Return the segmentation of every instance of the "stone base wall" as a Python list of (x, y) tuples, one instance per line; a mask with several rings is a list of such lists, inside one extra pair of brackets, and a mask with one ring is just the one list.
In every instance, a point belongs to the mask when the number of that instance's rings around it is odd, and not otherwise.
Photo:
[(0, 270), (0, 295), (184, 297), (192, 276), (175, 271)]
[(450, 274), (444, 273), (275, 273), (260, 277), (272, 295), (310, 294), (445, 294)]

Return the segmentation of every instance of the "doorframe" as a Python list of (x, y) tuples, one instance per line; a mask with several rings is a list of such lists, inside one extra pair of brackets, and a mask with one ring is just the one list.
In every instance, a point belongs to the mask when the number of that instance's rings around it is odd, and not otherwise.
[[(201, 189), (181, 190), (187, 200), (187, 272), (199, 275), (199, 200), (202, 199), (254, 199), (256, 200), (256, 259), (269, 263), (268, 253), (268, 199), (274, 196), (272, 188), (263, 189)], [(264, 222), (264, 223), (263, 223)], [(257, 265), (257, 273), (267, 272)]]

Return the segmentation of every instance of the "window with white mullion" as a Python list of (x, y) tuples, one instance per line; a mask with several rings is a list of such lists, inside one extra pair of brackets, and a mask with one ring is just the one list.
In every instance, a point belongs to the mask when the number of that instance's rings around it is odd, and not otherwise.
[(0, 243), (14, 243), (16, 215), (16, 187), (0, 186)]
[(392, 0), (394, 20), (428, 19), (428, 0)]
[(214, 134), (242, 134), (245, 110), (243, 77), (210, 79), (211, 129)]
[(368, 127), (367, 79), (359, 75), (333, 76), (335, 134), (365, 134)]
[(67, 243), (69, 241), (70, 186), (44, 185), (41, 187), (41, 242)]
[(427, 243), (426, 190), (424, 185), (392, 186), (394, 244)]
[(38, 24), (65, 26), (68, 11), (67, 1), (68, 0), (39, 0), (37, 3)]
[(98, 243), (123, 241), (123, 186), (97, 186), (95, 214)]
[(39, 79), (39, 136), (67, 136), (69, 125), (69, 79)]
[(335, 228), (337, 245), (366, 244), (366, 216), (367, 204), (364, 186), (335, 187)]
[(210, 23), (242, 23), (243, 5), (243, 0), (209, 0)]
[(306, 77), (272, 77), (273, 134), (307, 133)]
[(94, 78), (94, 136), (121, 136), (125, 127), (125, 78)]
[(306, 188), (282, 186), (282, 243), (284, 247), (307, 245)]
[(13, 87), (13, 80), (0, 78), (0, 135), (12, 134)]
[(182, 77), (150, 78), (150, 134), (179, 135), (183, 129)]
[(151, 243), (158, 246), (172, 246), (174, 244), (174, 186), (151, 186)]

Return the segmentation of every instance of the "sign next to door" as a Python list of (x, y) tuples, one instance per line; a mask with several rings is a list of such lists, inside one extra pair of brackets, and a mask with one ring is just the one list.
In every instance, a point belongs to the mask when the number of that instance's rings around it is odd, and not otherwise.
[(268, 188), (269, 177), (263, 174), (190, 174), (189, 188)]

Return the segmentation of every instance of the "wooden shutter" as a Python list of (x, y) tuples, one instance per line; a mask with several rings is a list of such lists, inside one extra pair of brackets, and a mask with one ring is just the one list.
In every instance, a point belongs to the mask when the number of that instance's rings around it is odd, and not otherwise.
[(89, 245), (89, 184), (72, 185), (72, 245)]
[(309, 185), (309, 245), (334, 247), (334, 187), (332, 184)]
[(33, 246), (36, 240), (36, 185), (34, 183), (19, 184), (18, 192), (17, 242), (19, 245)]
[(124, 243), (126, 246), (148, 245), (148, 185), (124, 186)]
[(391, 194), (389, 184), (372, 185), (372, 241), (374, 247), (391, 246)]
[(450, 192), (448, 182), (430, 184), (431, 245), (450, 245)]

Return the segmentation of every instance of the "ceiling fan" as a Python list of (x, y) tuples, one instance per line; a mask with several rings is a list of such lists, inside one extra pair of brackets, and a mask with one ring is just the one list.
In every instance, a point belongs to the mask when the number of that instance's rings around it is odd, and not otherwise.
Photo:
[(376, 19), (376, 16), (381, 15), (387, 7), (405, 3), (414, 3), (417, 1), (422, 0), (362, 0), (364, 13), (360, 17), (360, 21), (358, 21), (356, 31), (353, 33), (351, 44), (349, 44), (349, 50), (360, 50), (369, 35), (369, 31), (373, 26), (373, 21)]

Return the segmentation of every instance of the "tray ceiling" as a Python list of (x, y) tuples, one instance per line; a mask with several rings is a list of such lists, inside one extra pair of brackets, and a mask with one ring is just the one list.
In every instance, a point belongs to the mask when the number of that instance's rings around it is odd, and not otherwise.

## WHAT YOU ARE ASKED TO DO:
The reply must present every entry, transcribed with its exact wording.

## WORKED SOLUTION:
Return the segmentation of every instance of the "stone base wall" as a Python list of (x, y) tuples, one instance per line; a mask with several rings is a list of such lists, inside one extra pair of brackets, and a mask with one ring is just the one list.
In every instance, a point belongs to the mask when the number of that instance's rings around it is odd, and not otherwise.
Photo:
[(0, 270), (0, 295), (184, 297), (192, 276), (175, 271)]
[(450, 274), (444, 273), (275, 273), (260, 277), (272, 295), (310, 294), (445, 294)]

Return the segmentation of every instance of the "doorframe" as a Python list of (x, y) tuples, one instance per line; a mask with several rings is a list of such lists, inside one extra pair of brackets, and a mask with one ring is just the one list.
In every instance, a point belongs to the mask when the number of that instance's rings around it is odd, and not otherwise.
[[(201, 189), (181, 190), (187, 200), (187, 272), (199, 275), (199, 200), (202, 199), (254, 199), (256, 200), (256, 259), (269, 263), (268, 253), (268, 199), (274, 196), (272, 188), (263, 189)], [(264, 222), (264, 223), (263, 223)], [(257, 265), (257, 273), (267, 272)]]

Return the segmentation of every instance of the "window with white mullion" as a Python list of (x, y) tuples, one instance per line; a mask with several rings is a list of such lists, inside one extra pair of brackets, and a mask with one ring is just the one list.
In every instance, a point belongs to the mask when the number of that instance's rings around it is odd, and not otherwise.
[(0, 243), (14, 243), (16, 215), (16, 187), (0, 186)]
[(392, 0), (394, 20), (428, 19), (428, 0)]
[(214, 134), (242, 134), (245, 110), (243, 77), (210, 79), (211, 129)]
[(368, 127), (367, 79), (359, 75), (333, 76), (335, 134), (365, 134)]
[(67, 243), (69, 241), (70, 186), (44, 185), (41, 187), (41, 242)]
[(427, 243), (426, 190), (424, 185), (392, 186), (394, 244)]
[(38, 24), (65, 26), (68, 11), (67, 1), (68, 0), (39, 0), (37, 3)]
[(98, 243), (123, 241), (123, 186), (97, 186), (95, 214)]
[(39, 79), (39, 136), (67, 136), (69, 125), (69, 79)]
[(335, 228), (337, 245), (366, 244), (366, 216), (367, 204), (364, 186), (335, 187)]
[(210, 23), (242, 23), (243, 5), (243, 0), (209, 0)]
[(306, 77), (272, 77), (273, 134), (307, 133)]
[(94, 78), (94, 136), (121, 136), (125, 127), (125, 78)]
[(306, 188), (282, 186), (282, 243), (284, 247), (307, 245)]
[(13, 87), (13, 80), (0, 78), (0, 135), (12, 134)]
[(182, 77), (150, 78), (150, 134), (179, 135), (183, 129)]
[(151, 243), (158, 246), (172, 246), (174, 244), (174, 186), (151, 186)]

Return the segmentation of every instance of the "sign next to door" as a Python list of (x, y) tuples, one instance per line; a mask with several rings is a list of such lists, inside one extra pair of brackets, and a mask with one ring is just the one list.
In every instance, a point belongs to the mask when the number of that instance's rings around it is odd, and not otherwise.
[(268, 188), (269, 177), (263, 174), (190, 174), (189, 188)]

Return the segmentation of every instance of the "wooden shutter" as a Python list of (x, y) tuples, one instance per line; a mask with several rings is a list of such lists, inside one extra pair of brackets, and a mask with one ring is just the one list.
In every instance, a point belongs to the mask when the number of that instance's rings around it is odd, and not otherwise.
[(89, 245), (89, 184), (72, 185), (72, 245)]
[(309, 185), (309, 245), (334, 247), (334, 187), (332, 184)]
[(33, 246), (36, 240), (36, 185), (34, 183), (19, 184), (18, 192), (17, 242), (19, 245)]
[(124, 243), (126, 246), (148, 245), (148, 185), (124, 186)]
[(391, 194), (389, 184), (372, 185), (372, 241), (374, 247), (391, 246)]
[(450, 192), (448, 182), (430, 184), (431, 245), (450, 245)]

Return the segmentation of every instance of the "ceiling fan" as a Python list of (x, y) tuples, one instance per line; a mask with several rings is a list of such lists, inside one extra pair of brackets, and a mask with one ring is just the one list.
In every instance, a point belongs to the mask when the number of that instance's rings around it is odd, and not otherwise.
Photo:
[(376, 19), (376, 16), (381, 15), (387, 7), (405, 3), (414, 3), (417, 1), (422, 0), (362, 0), (364, 13), (360, 17), (360, 21), (358, 21), (356, 31), (353, 33), (351, 44), (349, 44), (349, 50), (360, 50), (369, 35), (369, 31), (373, 26), (373, 21)]

Return the segmentation of every instance of the "tray ceiling" as a Python list of (x, y) tuples, one instance per line; a mask with several rings is a list of such lists, inside one extra pair of brackets, and a mask with one ring is just the one list.
In every instance, a point belongs to the mask when the number of that instance's rings around it is odd, and not otherwise.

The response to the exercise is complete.